In [1]:
import pandas as pd
import numpy as np
from sklearn.model_selection import train_test_split
from sklearn.preprocessing import StandardScaler, OneHotEncoder
from sklearn.compose import ColumnTransformer
from sklearn.pipeline import Pipeline
from sklearn.impute import SimpleImputer
from sklearn.metrics import accuracy_score, precision_score, recall_score, f1_score, roc_auc_score
import tensorflow as tf
from tensorflow.keras.models import Sequential
from tensorflow.keras.layers import Dense, Conv1D, MaxPooling1D, Flatten, LSTM, GRU, Dropout
import mlflow
import mlflow.tensorflow

In [2]:
# Load preprocessed data
pre_credit_data = pd.read_csv('../data/preprocessed_creditcard_data.csv')
pre_fraud_data_df = pd.read_csv('../data/preprocessed_fraud_data.csv')

In [3]:
#Define functions for model building and evaluation

def build_cnn_model(input_shape):
    model = Sequential()
    model.add(Conv1D(filters=32, kernel_size=3, activation='relu', input_shape=input_shape))

## WORK INSTRUCTIONS
• 1. Answer these about the notebook excerpt:
(a) Which file path is loaded into pre_credit_data?
(b) Which five scoring functions come in from sklearn.metrics?
(c) In build_cnn_model, how many filters does the Conv1D layer use, and with which activation?
• 2. Rewrite the notebook excerpt's part that starts "# Load preprocessed data" as a short list, keeping its main facts.
• 3. Finish out the next part of the notebook excerpt on building the models, picking up right after its last line.
The data on this page have nothing to do with this work.

## DATA EXTRACT
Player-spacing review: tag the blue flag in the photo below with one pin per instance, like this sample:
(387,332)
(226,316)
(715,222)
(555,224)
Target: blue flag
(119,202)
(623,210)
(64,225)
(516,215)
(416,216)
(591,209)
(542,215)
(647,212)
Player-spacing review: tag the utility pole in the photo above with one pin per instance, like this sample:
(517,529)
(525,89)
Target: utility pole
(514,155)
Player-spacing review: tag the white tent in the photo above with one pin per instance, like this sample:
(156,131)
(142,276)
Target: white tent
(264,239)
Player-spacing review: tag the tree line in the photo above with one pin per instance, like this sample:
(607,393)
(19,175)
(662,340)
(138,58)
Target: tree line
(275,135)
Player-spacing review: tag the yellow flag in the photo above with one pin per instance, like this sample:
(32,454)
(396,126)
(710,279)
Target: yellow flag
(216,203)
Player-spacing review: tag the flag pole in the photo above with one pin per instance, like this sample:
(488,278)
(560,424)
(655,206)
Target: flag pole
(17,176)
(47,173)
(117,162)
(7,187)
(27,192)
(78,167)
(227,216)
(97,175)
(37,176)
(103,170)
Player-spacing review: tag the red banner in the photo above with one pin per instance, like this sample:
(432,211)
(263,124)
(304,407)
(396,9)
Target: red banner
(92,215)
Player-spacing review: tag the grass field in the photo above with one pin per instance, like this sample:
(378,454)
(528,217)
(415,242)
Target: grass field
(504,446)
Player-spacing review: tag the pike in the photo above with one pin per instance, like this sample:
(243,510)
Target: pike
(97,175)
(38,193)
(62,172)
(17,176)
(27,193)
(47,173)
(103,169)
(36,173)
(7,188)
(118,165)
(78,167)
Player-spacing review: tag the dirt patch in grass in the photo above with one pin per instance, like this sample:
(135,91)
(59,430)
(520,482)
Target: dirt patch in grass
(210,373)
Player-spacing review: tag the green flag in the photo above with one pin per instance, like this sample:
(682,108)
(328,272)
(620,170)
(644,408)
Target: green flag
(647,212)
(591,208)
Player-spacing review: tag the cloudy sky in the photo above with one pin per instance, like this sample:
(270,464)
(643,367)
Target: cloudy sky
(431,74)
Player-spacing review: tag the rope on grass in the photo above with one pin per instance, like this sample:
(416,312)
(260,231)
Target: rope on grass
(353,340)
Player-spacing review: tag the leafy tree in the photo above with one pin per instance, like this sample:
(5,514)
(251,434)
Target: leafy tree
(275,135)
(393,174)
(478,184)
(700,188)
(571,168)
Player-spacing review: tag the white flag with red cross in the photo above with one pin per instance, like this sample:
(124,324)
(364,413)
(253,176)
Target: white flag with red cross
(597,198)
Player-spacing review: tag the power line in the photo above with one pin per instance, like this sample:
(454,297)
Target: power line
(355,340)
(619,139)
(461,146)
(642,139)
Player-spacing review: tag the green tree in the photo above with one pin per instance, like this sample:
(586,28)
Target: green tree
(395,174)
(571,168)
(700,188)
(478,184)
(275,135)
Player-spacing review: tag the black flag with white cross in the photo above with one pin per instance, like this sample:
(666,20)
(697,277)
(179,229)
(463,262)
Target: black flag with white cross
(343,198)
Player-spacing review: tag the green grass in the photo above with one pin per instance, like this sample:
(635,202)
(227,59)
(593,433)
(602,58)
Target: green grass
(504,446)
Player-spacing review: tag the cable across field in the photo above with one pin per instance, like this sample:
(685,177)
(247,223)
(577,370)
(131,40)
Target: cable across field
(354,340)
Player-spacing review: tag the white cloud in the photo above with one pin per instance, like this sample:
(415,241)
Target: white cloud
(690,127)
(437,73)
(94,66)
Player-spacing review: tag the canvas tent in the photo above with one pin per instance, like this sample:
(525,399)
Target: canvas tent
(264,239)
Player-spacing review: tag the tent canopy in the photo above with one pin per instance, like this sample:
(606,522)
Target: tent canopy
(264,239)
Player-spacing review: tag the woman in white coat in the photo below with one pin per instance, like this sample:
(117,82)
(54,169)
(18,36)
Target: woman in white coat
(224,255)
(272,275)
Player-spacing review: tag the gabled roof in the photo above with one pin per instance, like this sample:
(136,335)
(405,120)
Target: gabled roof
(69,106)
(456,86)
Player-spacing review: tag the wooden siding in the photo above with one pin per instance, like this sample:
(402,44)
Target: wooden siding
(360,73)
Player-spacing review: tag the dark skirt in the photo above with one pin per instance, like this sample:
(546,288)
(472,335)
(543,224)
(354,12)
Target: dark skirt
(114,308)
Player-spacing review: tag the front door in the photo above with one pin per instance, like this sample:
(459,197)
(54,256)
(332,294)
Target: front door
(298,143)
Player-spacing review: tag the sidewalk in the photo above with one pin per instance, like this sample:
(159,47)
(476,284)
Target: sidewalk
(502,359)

## EXPECTED OUTPUTS
• 1.
(a) '../data/preprocessed_creditcard_data.csv'
(b) accuracy_score, precision_score, recall_score, f1_score, roc_auc_score
(c) 32 filters, with 'relu' activation

• 2.
- pre_credit_data: read with pandas from '../data/preprocessed_creditcard_data.csv'
- pre_fraud_data_df: read with pandas from '../data/preprocessed_fraud_data.csv'

• 3.
    model.add(MaxPooling1D(pool_size=2))
    model.add(Flatten())
    model.add(Dense(1, activation='sigmoid'))
    return model

In [4]:
def build_rnn_model(input_shape):
    model = Sequential()
    model.add(GRU(units=64, return_sequences=True, input_shape=input_shape))
    model.add(GRU(units=32))
    model.add(Dense(1, activation='sigmoid'))
    return model

In [5]:
def build_lstm_model(input_shape):
    model = Sequential()
    model.add(LSTM(units=64, return_sequences=True, input_shape=input_shape))
    model.add(LSTM(units=32))
    model.add(Dense(1, activation='sigmoid'))
    return model

In [6]:
def train_and_evaluate_model(model, X_train, y_train, X_test, y_test, model_name, experiment_name):
    # MLflow tracking
    mlflow.set_tracking_uri('http://localhost:5000')  # Set your MLflow tracking server
    mlflow.set_experiment(experiment_name)
    with mlflow.start_run():
        mlflow.log_param('model', model_name)

        # Compile the model
        model.compile(optimizer='adam', loss='binary_crossentropy', metrics=['accuracy'])

        # Train the model
        history = model.fit(X_train, y_train, epochs=5, batch_size=32, validation_data=(X_test, y_test))

        # Evaluate the model
        y_pred = model.predict(X_test)
        y_pred_binary = (y_pred > 0.5).astype(int)

        accuracy = accuracy_score(y_test, y_pred_binary)
        precision = precision_score(y_test, y_pred_binary)
        recall = recall_score(y_test, y_pred_binary)
        f1 = f1_score(y_test, y_pred_binary)
        roc_auc = roc_auc_score(y_test, y_pred)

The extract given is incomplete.